▶ [GIVEN ENTRIES]:
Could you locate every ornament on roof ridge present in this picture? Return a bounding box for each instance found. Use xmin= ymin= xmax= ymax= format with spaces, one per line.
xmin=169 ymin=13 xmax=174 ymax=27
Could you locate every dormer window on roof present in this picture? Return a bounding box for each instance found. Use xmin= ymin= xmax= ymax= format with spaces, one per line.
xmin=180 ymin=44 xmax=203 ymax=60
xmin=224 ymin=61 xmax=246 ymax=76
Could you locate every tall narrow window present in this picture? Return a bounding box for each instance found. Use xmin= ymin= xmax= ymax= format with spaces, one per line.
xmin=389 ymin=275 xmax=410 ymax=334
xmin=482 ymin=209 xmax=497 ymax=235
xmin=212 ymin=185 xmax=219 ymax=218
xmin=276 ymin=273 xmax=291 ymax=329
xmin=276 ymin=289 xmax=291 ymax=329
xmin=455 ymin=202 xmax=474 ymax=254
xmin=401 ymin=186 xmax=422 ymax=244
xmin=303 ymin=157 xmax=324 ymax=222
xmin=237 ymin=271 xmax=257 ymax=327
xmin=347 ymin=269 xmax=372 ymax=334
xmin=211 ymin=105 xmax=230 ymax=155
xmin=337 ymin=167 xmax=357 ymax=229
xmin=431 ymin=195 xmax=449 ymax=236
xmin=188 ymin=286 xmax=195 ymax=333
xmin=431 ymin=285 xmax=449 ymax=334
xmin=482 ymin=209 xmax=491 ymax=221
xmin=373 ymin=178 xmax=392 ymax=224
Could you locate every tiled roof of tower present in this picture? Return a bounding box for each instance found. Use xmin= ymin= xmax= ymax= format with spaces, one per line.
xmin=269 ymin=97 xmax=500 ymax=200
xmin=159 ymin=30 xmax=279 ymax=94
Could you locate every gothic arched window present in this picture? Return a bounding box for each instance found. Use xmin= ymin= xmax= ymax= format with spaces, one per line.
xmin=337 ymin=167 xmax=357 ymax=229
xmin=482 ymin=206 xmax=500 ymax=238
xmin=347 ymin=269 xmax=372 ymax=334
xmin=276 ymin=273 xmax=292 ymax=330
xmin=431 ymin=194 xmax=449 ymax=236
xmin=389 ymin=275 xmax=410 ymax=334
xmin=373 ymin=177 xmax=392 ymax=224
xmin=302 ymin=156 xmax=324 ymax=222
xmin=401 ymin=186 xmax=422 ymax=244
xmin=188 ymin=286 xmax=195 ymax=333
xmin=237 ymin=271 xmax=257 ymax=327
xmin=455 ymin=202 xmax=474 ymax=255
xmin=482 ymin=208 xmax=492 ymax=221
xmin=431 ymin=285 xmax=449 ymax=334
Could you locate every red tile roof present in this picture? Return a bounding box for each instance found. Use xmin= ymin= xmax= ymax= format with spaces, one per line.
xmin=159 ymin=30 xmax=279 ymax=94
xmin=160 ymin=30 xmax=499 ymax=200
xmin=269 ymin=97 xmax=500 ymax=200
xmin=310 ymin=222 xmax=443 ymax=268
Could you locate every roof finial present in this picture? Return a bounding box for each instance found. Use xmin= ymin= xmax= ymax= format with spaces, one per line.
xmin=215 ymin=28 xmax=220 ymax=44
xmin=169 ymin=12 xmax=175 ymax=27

---

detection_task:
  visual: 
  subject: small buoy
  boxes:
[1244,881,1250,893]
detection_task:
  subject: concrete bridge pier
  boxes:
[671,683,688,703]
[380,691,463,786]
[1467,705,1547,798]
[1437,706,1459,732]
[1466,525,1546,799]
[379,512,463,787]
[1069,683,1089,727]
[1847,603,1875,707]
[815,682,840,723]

▶ [TASK OBJECTIVE]:
Copy each line of the listing that contains "subject".

▶ [SOLUTION BELOW]:
  subject: small buoy
  subject: concrete bridge pier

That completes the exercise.